**TEXT FOR ANALYSIS:**

Protein is broken down into amino acids in the stomach and small intestine, then distributed via the liver to cells throughout the body for a variety of uses included cell formation and repair. Some surplus protein amino acids are kept circulating in the bloodstream, the remainder is either converted into a type of simple sugar and used as energy, or (like carbohydrate) is converted to fatty acid and stored in adipose cells.
How Is Surplus Dietary Fat Used And Stored?
Dietary fat is broken down into fatty acids and glycerol by the stomach and small intestine. It is then distributed (in the form of triglycerides) via the lymphatic system and bloodstream to the cells for a variety of specialized uses or, in the absence of sufficient carbs, for energy. However, since dietary fat cannot be converted into protein and only about 5 percent (the glycerol part) is convertible into glucose, and because dietary fat is not the body’s preferred choice of fuel, a significant amount ends up being stored as body fat in the adipose tissue.

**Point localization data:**
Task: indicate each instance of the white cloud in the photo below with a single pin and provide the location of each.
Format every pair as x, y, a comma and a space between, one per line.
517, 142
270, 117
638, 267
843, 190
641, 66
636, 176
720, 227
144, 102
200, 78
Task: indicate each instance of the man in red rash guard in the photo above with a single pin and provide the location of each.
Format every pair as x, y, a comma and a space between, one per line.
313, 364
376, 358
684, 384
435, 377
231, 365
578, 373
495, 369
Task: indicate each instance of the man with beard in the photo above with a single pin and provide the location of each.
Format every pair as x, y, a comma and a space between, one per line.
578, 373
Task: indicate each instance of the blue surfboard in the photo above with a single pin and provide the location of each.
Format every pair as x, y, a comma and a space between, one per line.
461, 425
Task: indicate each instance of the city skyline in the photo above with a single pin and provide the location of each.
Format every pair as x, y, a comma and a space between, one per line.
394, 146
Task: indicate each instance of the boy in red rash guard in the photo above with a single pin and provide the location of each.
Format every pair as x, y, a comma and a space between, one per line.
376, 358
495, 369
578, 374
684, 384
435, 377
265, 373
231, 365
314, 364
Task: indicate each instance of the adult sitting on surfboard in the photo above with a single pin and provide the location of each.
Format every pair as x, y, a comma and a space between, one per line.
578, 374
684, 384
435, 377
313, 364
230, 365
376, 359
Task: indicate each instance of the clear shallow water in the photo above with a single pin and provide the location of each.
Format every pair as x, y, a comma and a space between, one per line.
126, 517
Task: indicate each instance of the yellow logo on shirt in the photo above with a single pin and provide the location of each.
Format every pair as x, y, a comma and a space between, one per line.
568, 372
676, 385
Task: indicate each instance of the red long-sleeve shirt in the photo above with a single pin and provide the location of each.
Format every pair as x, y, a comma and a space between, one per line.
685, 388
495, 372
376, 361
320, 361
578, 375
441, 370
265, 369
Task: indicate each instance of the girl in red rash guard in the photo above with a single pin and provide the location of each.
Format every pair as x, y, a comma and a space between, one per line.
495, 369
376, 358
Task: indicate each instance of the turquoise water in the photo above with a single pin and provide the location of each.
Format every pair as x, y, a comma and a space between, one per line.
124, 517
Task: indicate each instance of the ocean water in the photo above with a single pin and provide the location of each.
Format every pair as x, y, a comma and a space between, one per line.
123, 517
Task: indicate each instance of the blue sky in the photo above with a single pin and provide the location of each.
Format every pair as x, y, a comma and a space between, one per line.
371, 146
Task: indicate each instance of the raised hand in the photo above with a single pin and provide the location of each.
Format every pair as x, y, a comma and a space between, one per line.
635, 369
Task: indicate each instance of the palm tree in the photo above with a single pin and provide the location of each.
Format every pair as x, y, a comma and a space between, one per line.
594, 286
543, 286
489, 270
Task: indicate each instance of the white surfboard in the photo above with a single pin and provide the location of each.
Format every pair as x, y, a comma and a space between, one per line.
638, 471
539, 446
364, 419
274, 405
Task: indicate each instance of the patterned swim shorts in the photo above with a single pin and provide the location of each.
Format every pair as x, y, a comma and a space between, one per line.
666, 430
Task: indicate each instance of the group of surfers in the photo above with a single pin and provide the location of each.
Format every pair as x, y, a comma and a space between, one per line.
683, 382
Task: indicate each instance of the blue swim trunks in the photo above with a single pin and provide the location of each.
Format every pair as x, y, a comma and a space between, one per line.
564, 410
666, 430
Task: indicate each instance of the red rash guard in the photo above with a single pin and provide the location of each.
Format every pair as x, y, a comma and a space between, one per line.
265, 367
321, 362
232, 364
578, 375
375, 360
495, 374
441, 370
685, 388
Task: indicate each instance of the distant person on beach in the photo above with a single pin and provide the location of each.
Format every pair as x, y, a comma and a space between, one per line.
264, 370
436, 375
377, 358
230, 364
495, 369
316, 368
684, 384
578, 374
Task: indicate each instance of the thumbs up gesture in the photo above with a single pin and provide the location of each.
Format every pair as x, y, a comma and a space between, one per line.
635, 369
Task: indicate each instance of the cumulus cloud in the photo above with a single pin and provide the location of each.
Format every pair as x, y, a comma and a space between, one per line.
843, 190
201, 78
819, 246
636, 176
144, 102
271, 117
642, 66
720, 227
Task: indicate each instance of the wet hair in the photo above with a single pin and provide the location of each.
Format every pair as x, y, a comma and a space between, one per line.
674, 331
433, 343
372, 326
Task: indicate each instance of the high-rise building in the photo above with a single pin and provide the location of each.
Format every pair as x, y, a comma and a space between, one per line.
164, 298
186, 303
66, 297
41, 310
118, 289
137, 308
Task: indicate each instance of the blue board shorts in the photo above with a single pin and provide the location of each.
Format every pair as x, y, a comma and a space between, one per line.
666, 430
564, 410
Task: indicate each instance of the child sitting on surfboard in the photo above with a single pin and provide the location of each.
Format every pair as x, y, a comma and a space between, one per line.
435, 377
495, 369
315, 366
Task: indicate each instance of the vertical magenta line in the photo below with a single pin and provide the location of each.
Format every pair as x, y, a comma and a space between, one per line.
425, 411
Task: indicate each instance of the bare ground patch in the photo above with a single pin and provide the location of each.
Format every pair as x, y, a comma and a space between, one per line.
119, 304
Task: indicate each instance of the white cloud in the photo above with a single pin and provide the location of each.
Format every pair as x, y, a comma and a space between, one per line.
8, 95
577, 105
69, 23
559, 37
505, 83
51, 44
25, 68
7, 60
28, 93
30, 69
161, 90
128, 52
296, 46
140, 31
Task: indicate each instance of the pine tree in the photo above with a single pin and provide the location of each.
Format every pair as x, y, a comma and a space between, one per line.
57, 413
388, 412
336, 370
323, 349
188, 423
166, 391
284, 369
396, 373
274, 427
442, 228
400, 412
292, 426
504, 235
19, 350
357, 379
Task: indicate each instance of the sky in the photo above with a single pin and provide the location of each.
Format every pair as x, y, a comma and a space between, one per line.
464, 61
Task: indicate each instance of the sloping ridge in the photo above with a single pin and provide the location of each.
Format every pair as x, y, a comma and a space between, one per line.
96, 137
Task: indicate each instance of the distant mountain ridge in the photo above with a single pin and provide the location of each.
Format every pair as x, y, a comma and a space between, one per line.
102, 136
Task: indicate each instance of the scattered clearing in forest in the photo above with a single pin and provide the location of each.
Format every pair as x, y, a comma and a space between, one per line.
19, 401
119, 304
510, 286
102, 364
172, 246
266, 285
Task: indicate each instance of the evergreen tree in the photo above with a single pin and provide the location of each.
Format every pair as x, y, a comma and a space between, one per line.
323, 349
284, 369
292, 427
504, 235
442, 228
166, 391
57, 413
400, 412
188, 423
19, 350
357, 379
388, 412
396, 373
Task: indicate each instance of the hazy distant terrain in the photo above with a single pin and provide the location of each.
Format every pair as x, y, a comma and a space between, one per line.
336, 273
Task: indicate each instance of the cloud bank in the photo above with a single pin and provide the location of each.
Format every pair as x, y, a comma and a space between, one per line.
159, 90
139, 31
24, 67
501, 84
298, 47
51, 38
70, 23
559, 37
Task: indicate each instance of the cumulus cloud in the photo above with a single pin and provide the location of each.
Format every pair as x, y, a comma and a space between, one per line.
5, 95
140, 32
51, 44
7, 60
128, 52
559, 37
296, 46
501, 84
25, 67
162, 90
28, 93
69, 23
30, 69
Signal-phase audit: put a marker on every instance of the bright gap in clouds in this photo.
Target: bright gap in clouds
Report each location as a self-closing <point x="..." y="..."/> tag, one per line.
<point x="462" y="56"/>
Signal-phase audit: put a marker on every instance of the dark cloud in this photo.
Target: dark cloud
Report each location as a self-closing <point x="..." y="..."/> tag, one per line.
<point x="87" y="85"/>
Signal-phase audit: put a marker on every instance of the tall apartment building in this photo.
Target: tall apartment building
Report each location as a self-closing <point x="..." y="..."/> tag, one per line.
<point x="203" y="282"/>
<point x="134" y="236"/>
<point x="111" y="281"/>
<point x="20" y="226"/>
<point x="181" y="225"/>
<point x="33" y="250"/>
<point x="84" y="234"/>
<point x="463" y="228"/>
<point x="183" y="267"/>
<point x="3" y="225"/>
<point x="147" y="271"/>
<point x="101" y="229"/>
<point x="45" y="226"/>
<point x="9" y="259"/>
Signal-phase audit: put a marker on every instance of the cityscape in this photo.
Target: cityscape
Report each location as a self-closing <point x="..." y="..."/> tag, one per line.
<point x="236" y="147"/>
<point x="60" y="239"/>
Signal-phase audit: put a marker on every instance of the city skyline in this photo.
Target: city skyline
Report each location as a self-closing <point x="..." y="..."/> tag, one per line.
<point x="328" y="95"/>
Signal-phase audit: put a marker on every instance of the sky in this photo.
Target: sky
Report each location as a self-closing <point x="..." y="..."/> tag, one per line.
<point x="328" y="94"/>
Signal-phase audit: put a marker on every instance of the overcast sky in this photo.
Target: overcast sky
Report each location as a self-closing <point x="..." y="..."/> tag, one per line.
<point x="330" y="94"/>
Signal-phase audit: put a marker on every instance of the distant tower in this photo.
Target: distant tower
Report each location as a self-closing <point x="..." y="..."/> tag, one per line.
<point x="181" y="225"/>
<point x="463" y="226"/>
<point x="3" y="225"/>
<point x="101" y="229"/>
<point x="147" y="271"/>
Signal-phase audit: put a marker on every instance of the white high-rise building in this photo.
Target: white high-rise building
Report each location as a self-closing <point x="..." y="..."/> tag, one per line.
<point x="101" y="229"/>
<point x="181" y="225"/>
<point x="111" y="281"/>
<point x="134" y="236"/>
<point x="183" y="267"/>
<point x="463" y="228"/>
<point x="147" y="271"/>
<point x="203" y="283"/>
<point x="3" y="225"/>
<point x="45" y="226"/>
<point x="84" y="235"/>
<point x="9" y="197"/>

**PROBLEMS AND TASKS:**
1 > According to the passage on protein and fat storage, about what share of dietary fat can be converted into glucose?
2 > Decide whether each statement agrees with the passage on protein and fat storage, and quote the words of the passage that settle it.
(a) Dietary fat reaches the cells through the lymphatic system and bloodstream.
(b) The body can convert dietary fat into protein.
(c) Protein is broken down into amino acids in the liver.
3 > Carry the passage on protein and fat storage forward from its final sentence, in the same explanatory style.

**ANSWERS FOR THIS EXERCISE:**
1 > About 5 percent (the glycerol part).

2 >
(a) Yes: "distributed (in the form of triglycerides) via the lymphatic system and bloodstream to the cells"
(b) No: "dietary fat cannot be converted into protein"
(c) No: "Protein is broken down into amino acids in the stomach and small intestine"

3 >
Conversion Of Body Fat To Energy
If energy is required suddenly, the body first uses up its glycogen reserves. After this, it converts the body fat in the adipose cells into energy by a catabolic process called lipolysis. During lipolysis, triglycerides within the adipose cells are acted upon by a complex enzyme called hormone sensitive lipase (HSL). This converts the triglyceride into fatty acids and glycerol. The fatty acids are then transported via the bloodstream to tissues for use as energy, or (along with the glycerol) taken to the liver for further processing.
Adipose cells which make up adipose tissue are specialized cells which contain and can synthesize globules of fat. This fat either comes from the dietary fat we eat or is made by the body from surplus carbohydrate or protein in our diet. Adipose tissue is mainly located just under the skin, although adipose deposits are also found between the muscles, in the abdomen, and around the heart and other organs. The location of fat deposits is largely determined by genetic inheritance. Thus it is not possible to affect where we store fat. Nor is it possible to influence from which area the body burns fat for energy purposes.
Why Do We Get Fat?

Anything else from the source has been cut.